→ **Exercise objective**:
Recast the lines of the entries as a JSON list of strings, one string per line and blank lines omitted. Cover only the lines from the one containing "Would you please tag the rubber" through the end of the entries, inclusive.
* begin Given information *
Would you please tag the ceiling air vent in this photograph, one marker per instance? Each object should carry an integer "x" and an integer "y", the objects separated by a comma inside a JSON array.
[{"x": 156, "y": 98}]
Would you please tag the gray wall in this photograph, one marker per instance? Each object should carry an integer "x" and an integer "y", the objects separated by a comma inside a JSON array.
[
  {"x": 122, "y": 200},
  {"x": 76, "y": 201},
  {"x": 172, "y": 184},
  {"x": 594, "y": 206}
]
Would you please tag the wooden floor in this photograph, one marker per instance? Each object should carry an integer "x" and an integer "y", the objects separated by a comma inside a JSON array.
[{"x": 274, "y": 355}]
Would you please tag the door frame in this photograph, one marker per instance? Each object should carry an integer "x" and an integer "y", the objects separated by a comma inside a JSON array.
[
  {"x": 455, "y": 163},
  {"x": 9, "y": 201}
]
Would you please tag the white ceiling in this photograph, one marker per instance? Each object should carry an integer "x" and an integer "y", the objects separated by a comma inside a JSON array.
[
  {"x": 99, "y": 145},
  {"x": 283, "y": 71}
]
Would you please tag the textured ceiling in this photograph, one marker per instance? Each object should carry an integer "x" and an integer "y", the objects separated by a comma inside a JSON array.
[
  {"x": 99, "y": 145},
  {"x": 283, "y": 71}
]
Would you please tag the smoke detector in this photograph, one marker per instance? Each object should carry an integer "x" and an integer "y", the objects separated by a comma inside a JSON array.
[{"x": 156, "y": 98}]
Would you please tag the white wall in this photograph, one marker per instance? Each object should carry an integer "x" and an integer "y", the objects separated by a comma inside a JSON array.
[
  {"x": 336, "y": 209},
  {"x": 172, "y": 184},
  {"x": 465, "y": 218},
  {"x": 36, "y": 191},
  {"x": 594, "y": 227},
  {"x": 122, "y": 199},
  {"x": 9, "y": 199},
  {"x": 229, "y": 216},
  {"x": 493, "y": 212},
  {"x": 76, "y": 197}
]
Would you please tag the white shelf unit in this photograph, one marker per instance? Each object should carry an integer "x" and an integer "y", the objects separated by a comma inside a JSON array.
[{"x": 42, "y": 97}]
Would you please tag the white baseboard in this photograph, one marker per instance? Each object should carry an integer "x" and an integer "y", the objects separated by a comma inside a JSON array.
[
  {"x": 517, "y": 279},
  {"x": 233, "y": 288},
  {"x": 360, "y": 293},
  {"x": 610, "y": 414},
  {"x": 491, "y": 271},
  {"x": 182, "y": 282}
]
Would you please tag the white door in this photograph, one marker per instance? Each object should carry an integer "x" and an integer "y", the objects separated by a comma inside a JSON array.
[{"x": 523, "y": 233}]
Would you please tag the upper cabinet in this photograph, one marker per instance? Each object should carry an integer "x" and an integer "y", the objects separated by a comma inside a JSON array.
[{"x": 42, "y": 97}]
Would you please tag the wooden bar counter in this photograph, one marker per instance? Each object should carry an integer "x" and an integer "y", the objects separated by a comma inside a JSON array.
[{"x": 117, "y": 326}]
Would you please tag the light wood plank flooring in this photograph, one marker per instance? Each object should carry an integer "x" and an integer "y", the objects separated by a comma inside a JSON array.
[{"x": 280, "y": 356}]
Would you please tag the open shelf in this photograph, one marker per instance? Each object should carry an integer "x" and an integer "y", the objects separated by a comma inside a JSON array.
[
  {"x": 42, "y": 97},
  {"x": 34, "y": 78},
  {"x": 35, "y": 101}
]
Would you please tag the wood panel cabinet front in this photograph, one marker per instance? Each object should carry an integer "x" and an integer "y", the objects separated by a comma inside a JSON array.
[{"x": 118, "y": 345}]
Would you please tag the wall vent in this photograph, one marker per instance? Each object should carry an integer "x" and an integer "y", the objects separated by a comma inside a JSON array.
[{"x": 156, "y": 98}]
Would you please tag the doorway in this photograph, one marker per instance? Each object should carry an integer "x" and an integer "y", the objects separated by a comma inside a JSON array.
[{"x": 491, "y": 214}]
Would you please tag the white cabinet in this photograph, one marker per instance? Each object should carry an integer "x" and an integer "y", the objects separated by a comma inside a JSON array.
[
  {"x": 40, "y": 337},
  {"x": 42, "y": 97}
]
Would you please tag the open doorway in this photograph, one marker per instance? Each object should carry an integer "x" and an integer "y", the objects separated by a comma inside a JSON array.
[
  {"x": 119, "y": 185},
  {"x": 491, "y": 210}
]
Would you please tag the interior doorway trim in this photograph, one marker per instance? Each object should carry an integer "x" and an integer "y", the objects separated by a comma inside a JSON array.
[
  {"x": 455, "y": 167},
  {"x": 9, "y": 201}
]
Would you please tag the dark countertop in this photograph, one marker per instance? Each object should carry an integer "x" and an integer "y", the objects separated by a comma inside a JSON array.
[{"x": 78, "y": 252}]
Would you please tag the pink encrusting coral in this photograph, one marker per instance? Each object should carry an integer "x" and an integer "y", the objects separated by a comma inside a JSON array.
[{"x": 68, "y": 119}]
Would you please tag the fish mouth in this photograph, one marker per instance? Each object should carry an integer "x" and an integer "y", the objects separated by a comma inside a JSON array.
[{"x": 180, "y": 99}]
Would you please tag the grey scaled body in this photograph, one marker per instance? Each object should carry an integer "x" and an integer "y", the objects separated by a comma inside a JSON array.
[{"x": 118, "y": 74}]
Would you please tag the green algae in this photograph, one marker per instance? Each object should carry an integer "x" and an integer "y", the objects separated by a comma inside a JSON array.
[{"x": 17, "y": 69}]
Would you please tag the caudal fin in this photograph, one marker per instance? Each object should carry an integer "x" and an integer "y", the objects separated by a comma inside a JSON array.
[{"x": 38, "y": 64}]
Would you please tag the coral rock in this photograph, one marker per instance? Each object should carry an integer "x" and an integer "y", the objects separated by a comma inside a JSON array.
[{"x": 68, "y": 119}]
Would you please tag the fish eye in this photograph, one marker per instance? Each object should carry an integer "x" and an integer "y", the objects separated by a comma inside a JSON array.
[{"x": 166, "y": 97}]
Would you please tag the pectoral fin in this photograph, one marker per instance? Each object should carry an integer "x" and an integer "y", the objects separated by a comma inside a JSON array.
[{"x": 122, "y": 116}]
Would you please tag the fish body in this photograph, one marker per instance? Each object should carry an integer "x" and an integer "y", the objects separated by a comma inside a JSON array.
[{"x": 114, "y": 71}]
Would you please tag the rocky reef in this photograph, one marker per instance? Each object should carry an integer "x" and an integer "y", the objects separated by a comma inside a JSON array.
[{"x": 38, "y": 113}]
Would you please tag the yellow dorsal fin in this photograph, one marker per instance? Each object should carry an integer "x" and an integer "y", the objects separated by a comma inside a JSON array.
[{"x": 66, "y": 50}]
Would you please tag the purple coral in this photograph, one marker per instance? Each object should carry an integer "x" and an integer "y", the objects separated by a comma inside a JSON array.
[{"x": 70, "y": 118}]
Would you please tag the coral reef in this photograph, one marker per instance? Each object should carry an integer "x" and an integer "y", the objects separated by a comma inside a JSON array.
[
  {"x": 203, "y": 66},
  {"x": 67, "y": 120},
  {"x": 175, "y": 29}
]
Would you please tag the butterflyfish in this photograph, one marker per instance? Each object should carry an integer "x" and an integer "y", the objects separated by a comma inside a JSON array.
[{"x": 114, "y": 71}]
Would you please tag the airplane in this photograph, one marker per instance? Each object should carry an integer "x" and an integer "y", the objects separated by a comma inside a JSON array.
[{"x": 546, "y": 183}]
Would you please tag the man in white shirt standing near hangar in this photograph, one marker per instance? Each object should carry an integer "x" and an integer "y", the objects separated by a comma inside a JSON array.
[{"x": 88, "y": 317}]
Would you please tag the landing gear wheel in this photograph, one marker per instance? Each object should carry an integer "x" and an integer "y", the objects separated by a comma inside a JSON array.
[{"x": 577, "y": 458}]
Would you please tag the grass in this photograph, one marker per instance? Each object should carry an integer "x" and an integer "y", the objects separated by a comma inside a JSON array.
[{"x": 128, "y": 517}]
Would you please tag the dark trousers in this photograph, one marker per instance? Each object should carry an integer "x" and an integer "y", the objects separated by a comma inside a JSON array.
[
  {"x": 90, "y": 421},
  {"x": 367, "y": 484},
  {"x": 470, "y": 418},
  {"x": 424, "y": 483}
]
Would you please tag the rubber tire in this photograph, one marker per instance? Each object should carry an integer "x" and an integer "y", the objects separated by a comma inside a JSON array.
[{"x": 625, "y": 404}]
* end Given information *
→ **Output for this exercise**:
[
  "Would you please tag the rubber tire in this photograph, one marker per instance? Each object should carry an integer \"x\" and an integer \"y\", the objects separated by a comma inside a JSON array.",
  "[{\"x\": 625, \"y\": 404}]"
]